◆ **EXERCISE AIM**
Gather every line of the items below that contains the word "shirt". Case counts.
────────────────
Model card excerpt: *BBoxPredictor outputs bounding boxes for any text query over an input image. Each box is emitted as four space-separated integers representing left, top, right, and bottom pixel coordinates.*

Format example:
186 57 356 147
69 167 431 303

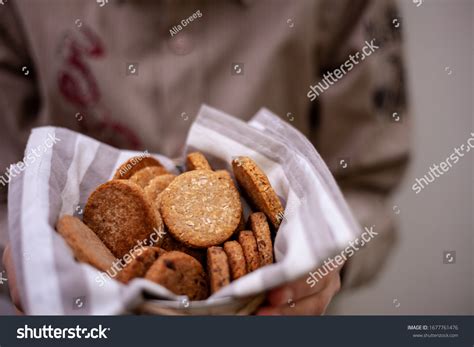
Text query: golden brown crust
144 174 176 203
116 247 166 284
207 246 230 294
56 215 115 272
145 251 208 300
186 152 212 171
239 230 260 273
114 156 163 180
160 233 206 266
129 166 168 188
224 241 247 281
232 157 283 230
249 212 273 266
160 170 242 248
84 180 164 258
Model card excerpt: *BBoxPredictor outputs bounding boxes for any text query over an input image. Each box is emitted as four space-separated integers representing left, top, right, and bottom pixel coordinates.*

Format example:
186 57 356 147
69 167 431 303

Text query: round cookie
186 152 212 171
129 166 168 188
83 180 164 258
249 212 273 266
116 247 166 283
160 233 206 266
207 246 230 294
56 215 115 272
114 156 163 180
232 157 284 230
239 230 260 273
160 170 242 248
224 241 247 281
145 174 176 206
145 251 208 300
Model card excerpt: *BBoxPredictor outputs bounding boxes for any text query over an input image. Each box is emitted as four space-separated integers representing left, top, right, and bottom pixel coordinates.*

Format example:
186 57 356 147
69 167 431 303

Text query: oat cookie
114 156 163 179
207 246 230 294
239 230 260 272
160 233 206 266
232 157 283 230
249 212 273 266
83 180 164 258
145 251 208 300
160 170 242 248
56 215 115 272
129 166 168 188
145 174 176 203
186 152 212 171
116 247 166 283
224 241 247 281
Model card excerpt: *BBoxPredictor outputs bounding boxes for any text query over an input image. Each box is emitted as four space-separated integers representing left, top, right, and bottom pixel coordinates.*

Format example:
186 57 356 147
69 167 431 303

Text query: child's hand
257 270 341 316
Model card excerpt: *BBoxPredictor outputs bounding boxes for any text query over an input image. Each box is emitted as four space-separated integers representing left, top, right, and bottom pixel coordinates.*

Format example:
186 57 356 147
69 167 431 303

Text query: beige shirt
0 0 409 285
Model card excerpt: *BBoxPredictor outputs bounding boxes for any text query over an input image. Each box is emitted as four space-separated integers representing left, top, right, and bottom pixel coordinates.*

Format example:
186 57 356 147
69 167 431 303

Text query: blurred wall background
331 0 474 315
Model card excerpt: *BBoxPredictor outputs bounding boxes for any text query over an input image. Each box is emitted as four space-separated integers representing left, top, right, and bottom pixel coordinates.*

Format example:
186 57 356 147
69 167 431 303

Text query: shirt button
168 33 194 55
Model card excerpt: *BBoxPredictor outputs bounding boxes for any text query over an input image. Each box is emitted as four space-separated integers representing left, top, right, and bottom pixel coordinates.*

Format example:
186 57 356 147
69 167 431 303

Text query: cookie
235 211 245 232
224 241 247 281
56 215 115 272
186 152 212 171
249 212 273 266
145 174 176 203
160 233 206 265
232 157 283 230
160 170 242 248
207 246 230 294
83 180 164 258
114 156 163 180
116 247 166 284
129 166 168 188
239 230 260 272
145 251 209 300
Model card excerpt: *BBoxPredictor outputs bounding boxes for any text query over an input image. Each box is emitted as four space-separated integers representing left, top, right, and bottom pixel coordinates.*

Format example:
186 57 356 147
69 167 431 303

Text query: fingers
3 245 21 311
257 272 341 315
257 287 335 316
267 273 339 306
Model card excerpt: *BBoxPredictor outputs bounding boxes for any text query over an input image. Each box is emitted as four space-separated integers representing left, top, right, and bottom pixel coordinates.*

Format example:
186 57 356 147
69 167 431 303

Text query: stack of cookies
57 152 283 300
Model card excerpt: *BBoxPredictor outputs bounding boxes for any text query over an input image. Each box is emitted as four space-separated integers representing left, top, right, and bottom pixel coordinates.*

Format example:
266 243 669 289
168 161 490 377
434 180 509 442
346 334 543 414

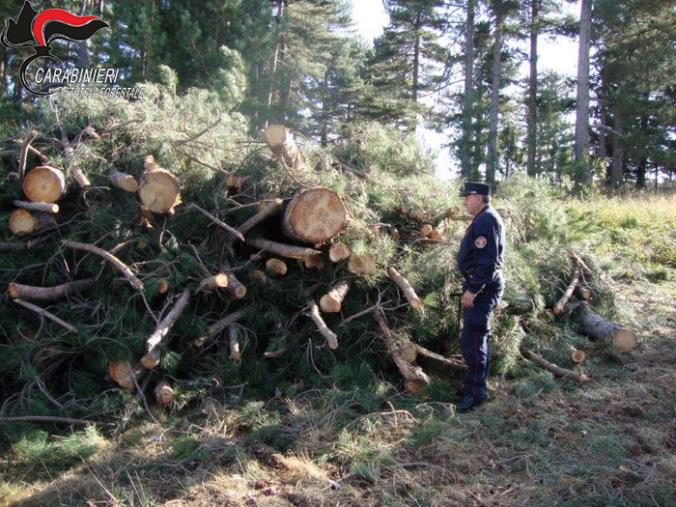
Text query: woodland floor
0 276 676 507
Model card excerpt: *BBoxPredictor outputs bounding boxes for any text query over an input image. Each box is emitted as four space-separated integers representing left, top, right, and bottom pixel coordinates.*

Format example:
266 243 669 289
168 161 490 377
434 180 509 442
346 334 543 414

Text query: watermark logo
0 0 140 97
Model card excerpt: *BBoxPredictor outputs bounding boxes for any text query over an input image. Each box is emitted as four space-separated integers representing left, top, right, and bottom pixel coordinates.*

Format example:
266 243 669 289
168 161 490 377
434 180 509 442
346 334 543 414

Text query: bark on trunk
460 0 475 178
609 111 624 188
578 304 637 352
329 243 352 262
247 238 321 259
193 308 248 348
61 239 143 290
282 187 347 245
237 199 284 234
263 123 304 170
14 201 59 214
7 278 94 301
138 155 181 215
9 209 56 235
23 165 66 203
108 170 138 193
373 307 430 394
308 301 338 350
319 280 350 313
387 267 422 310
265 258 288 276
486 11 503 185
526 0 541 176
575 0 592 184
520 347 591 382
141 289 190 370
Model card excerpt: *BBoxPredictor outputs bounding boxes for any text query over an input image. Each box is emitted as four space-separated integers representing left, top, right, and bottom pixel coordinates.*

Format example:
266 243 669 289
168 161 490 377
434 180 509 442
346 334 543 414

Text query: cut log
157 278 169 294
568 250 592 274
347 252 378 276
193 308 248 348
429 229 444 241
319 280 350 313
197 273 229 292
141 289 190 370
247 238 321 259
387 267 422 310
7 278 94 301
225 273 247 299
282 187 347 245
19 130 38 180
250 269 270 285
14 201 59 214
519 347 591 382
23 165 66 203
303 255 324 271
373 307 430 394
108 170 138 192
265 258 288 276
108 361 143 390
262 123 304 170
13 299 77 333
61 239 143 290
153 380 174 407
554 268 580 315
415 344 467 371
228 325 242 361
237 199 284 234
329 243 352 262
568 345 587 364
190 204 245 241
575 285 592 301
138 159 181 215
579 304 637 352
225 173 249 192
9 209 56 236
308 300 338 350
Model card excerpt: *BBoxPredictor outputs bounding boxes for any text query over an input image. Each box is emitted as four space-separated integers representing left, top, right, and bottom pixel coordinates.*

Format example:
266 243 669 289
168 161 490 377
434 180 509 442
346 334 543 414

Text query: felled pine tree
0 68 632 420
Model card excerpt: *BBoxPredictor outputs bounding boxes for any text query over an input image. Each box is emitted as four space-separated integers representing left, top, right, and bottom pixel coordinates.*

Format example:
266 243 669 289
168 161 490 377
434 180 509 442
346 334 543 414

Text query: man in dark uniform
457 182 506 412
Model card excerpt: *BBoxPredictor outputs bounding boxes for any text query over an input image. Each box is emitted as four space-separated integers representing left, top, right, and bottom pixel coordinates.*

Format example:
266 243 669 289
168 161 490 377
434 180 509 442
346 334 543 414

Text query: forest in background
0 0 676 189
────────────────
◆ **EXERCISE ANSWER**
Text query: beige shirt
Text query: shirt button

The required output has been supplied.